Reproduce the material in full with every occurrence of "even-odd rule" replaced by "nonzero winding rule", leaving everything else unchanged, and omit the pictures.

## start Given data

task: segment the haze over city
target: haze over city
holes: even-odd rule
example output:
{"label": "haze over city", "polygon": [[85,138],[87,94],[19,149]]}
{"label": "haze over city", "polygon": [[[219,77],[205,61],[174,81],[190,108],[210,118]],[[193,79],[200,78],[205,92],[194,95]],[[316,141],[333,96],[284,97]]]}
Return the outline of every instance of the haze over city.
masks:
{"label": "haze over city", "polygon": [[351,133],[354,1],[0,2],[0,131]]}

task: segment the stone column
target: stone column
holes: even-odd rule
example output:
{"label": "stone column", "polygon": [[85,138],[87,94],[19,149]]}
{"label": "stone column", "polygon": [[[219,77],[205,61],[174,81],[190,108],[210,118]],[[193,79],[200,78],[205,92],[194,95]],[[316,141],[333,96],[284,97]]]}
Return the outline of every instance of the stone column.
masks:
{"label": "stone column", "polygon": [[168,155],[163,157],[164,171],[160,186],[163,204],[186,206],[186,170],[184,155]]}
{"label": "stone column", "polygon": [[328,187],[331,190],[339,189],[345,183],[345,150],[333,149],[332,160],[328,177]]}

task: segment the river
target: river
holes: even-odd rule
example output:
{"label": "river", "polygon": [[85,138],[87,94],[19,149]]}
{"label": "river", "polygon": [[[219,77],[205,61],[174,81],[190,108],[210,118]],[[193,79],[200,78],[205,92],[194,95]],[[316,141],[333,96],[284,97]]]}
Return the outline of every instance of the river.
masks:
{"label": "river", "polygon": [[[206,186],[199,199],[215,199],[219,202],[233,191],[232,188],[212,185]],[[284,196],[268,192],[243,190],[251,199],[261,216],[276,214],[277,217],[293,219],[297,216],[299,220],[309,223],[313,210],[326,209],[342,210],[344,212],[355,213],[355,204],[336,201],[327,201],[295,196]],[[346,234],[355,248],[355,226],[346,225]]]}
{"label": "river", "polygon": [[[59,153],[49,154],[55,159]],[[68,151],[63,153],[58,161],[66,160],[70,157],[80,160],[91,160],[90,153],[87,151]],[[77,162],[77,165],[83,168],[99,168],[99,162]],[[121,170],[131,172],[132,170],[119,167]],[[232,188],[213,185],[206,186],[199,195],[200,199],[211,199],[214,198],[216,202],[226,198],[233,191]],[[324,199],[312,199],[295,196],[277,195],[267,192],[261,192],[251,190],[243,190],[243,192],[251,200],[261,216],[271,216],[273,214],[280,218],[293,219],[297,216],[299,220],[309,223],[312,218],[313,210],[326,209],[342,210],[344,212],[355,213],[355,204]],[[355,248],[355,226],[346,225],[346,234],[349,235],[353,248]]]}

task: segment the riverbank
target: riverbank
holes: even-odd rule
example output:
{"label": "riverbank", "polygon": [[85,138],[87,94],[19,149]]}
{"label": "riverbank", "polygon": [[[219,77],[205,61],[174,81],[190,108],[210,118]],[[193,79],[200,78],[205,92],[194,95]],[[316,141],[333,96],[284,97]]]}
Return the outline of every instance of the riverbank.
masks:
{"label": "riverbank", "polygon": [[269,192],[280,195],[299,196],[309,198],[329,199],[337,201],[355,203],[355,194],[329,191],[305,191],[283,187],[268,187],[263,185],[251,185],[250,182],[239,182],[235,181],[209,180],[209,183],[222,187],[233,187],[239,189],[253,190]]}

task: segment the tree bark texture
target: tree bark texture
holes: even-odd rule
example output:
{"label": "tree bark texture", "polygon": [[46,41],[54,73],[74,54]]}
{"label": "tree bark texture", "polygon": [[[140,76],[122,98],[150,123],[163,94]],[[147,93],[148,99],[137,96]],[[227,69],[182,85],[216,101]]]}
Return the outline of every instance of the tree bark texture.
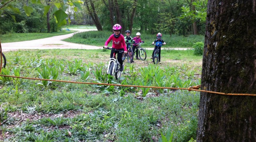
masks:
{"label": "tree bark texture", "polygon": [[[84,1],[84,2],[86,5],[86,8],[89,13],[89,14],[92,17],[92,20],[93,21],[98,31],[103,30],[102,26],[97,15],[93,2],[91,0]],[[92,10],[90,8],[89,5],[91,6]]]}
{"label": "tree bark texture", "polygon": [[[202,90],[256,94],[256,0],[209,0]],[[201,93],[197,142],[256,141],[256,97]]]}
{"label": "tree bark texture", "polygon": [[[194,1],[195,0],[191,0],[191,3],[193,2],[194,2]],[[191,9],[192,11],[195,11],[195,5],[191,5]],[[196,12],[194,12],[194,14],[196,14],[195,13]],[[193,28],[193,34],[198,34],[198,29],[197,28],[197,24],[196,24],[196,22],[195,21],[194,22],[193,22],[192,26],[192,27]]]}

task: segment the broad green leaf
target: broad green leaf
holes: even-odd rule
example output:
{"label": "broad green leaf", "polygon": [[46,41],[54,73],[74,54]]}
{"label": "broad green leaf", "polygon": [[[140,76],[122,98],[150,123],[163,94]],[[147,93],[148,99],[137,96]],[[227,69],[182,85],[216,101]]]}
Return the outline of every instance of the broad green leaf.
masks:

## end Given data

◆ Result ◆
task: segment the haze over city
target: haze over city
holes: nonzero winding rule
example output:
{"label": "haze over city", "polygon": [[85,138],[87,94],[19,149]]}
{"label": "haze over city", "polygon": [[[219,77],[205,61],[174,81],[190,108],[210,118]],[[193,79],[200,78],[205,92],[194,95]],[[316,141],[333,96],[284,97]]]}
Return the outline of every instance of the haze over city.
masks:
{"label": "haze over city", "polygon": [[351,133],[354,1],[0,2],[0,131]]}

task: segment the stone column
target: stone column
holes: nonzero winding rule
example output:
{"label": "stone column", "polygon": [[85,138],[87,94],[19,149]]}
{"label": "stone column", "polygon": [[[219,77],[205,61],[174,81],[190,108],[210,118]],[[193,79],[200,78],[205,92],[194,95]],[[316,141],[333,96],[284,97]]]}
Return the outline of every instance of the stone column.
masks:
{"label": "stone column", "polygon": [[168,155],[163,157],[164,171],[160,186],[163,204],[186,206],[186,170],[184,155]]}
{"label": "stone column", "polygon": [[328,187],[331,190],[339,189],[345,183],[345,150],[333,149],[332,160],[328,177]]}

task: segment the river
target: river
holes: nonzero winding rule
example output:
{"label": "river", "polygon": [[85,138],[87,94],[19,149]]}
{"label": "river", "polygon": [[[219,77],[205,61],[174,81],[190,108],[210,118]],[[193,79],[200,78],[205,92],[194,95]],[[316,141],[333,96],[284,97]]]}
Return the outline of every instance of the river.
masks:
{"label": "river", "polygon": [[[206,186],[199,199],[215,199],[219,202],[233,191],[232,188],[212,185]],[[284,196],[268,192],[243,190],[251,199],[261,216],[276,214],[277,217],[293,219],[297,216],[299,220],[309,223],[313,210],[326,209],[342,210],[344,212],[355,213],[355,204],[336,201],[327,201],[295,196]],[[346,234],[355,248],[355,226],[346,225]]]}
{"label": "river", "polygon": [[[59,153],[49,154],[55,159]],[[68,151],[63,153],[58,161],[66,160],[70,157],[80,160],[91,160],[90,153],[87,151]],[[77,162],[77,165],[83,168],[99,168],[99,162]],[[121,170],[131,172],[132,170],[119,167]],[[232,188],[213,185],[206,186],[199,195],[200,199],[211,199],[214,198],[216,202],[226,198],[233,191]],[[324,199],[312,199],[295,196],[277,195],[267,192],[261,192],[251,190],[243,190],[243,192],[251,200],[261,216],[271,216],[273,214],[280,218],[293,219],[297,216],[299,220],[309,223],[312,218],[313,210],[326,209],[342,210],[344,212],[355,213],[355,204]],[[355,248],[355,226],[346,225],[346,234],[349,235],[353,248]]]}

task: segment the riverbank
target: riverbank
holes: nonzero winding rule
example output:
{"label": "riverbank", "polygon": [[85,138],[87,94],[19,149]]}
{"label": "riverbank", "polygon": [[[219,77],[205,61],[174,81],[190,108],[210,118]],[[193,79],[200,78],[205,92],[194,95]],[[316,141],[333,96],[284,97]]]}
Return the outline of every instance of the riverbank.
masks:
{"label": "riverbank", "polygon": [[269,192],[280,195],[299,196],[309,198],[329,199],[337,201],[355,203],[355,194],[329,191],[305,191],[283,187],[268,187],[263,185],[251,185],[250,182],[239,182],[235,181],[209,180],[209,183],[222,187],[233,187],[239,189],[253,190]]}

task: segment the tree bark texture
target: tree bark texture
holes: nonzero winding rule
example output:
{"label": "tree bark texture", "polygon": [[46,41],[54,73],[74,54]]}
{"label": "tree bark texture", "polygon": [[[140,76],[122,98],[150,123],[163,94]],[[147,93],[148,99],[137,96]],[[227,69],[182,85],[216,101]]]}
Return the outline of every instance of the tree bark texture.
masks:
{"label": "tree bark texture", "polygon": [[[84,1],[84,2],[86,5],[86,8],[89,13],[89,14],[92,17],[92,20],[93,21],[98,31],[103,30],[102,26],[97,15],[93,2],[91,0]],[[92,10],[90,8],[89,5],[91,6]]]}
{"label": "tree bark texture", "polygon": [[[202,90],[256,94],[256,0],[209,0]],[[201,93],[197,142],[256,141],[256,97]]]}
{"label": "tree bark texture", "polygon": [[[194,1],[195,0],[191,0],[191,3],[193,2],[194,2]],[[191,9],[192,11],[195,11],[195,5],[191,5]],[[196,12],[194,12],[194,14],[196,14],[195,13]],[[193,28],[193,34],[198,34],[198,29],[197,28],[197,24],[196,24],[196,22],[195,21],[194,22],[193,22],[192,26],[192,27]]]}

task: segment the broad green leaf
target: broad green leaf
holes: nonzero winding rule
example output:
{"label": "broad green leaf", "polygon": [[46,41],[54,73],[74,54]]}
{"label": "broad green leaf", "polygon": [[[140,76],[122,98],[150,123],[163,94]],[[147,93],[148,99],[137,96]],[[227,69],[182,85],[216,101]]]}
Return the outline of every instance of the broad green leaf.
masks:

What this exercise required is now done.